> **SOURCE RECORDS**:
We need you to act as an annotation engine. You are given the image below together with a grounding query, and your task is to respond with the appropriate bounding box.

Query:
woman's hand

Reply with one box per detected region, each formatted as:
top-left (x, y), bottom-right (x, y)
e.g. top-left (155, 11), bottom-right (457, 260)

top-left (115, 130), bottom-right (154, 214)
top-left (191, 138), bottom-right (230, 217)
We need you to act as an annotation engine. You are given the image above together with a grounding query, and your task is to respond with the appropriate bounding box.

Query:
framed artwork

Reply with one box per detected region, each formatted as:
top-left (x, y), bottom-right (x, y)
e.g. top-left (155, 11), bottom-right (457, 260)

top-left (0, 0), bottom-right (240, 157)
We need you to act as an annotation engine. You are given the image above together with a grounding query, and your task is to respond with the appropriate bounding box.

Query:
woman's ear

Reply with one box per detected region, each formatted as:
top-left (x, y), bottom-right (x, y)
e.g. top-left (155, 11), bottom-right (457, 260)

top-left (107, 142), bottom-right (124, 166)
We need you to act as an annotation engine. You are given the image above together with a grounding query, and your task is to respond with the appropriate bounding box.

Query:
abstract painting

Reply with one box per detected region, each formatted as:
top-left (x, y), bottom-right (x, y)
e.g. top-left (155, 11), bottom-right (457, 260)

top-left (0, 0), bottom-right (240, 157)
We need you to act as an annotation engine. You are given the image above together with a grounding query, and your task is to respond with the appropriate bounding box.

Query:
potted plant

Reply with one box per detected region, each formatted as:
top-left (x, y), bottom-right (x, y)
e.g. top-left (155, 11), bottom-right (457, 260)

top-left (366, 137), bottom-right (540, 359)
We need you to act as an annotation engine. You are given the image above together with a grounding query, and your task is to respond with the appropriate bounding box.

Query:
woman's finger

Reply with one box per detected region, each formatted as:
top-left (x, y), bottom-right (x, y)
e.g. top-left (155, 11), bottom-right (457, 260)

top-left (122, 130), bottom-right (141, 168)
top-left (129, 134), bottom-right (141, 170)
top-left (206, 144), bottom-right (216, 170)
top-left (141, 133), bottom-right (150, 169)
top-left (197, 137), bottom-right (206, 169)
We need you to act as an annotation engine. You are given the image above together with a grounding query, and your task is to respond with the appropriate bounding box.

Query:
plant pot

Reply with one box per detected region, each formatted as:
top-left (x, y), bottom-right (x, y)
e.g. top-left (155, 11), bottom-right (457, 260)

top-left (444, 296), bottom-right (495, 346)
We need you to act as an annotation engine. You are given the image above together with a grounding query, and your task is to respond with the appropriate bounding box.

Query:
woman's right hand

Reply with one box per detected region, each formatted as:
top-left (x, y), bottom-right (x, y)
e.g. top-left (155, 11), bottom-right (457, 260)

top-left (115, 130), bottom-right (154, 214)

> **SHORT EXERCISE**: Copy the records from the start through the line containing "top-left (366, 137), bottom-right (540, 359)", substituting "labeling tool" for "annotation engine" and leaving everything else unchanged.

> **EXERCISE SOLUTION**:
We need you to act as an labeling tool. You are given the image below together with a grounding query, and your task is to respond with the appropriate bounding box.

Query:
woman's hand

Reply with one box per detected region, each formatted as:
top-left (x, y), bottom-right (x, y)
e.g. top-left (155, 11), bottom-right (457, 260)

top-left (115, 130), bottom-right (154, 214)
top-left (191, 138), bottom-right (230, 217)
We need you to act as an labeling tool. You are given the image above together with a grounding query, and your task is to respond with the appropriate bounding box.

Query:
framed artwork

Reply with one box per detected region, each formatted as:
top-left (x, y), bottom-right (x, y)
e.g. top-left (155, 11), bottom-right (457, 260)

top-left (0, 0), bottom-right (240, 157)
We need you to act as an labeling tool. You are given the image above together with a grounding query, and your task is to respond with the appropriate bounding box.

Query:
woman's ear

Reply with one box per detected region, each formatted as:
top-left (x, y), bottom-right (x, y)
e.g. top-left (155, 11), bottom-right (457, 260)

top-left (107, 142), bottom-right (124, 166)
We need you to act as an labeling tool. You are given the image above together with a grounding query, and your task is to respond with the appropriate bounding box.

Query:
abstract painting

Reply with one box per detected region, each formatted as:
top-left (x, y), bottom-right (x, y)
e.g. top-left (155, 11), bottom-right (457, 260)

top-left (0, 0), bottom-right (240, 157)
We need you to act as an labeling tool. You are given the image above together with a grounding query, and your task is to respond with the appropriate bounding box.

Query:
potted plant

Reply with one box per detected region, each formatted as:
top-left (x, y), bottom-right (x, y)
e.g. top-left (155, 11), bottom-right (457, 260)

top-left (366, 137), bottom-right (540, 359)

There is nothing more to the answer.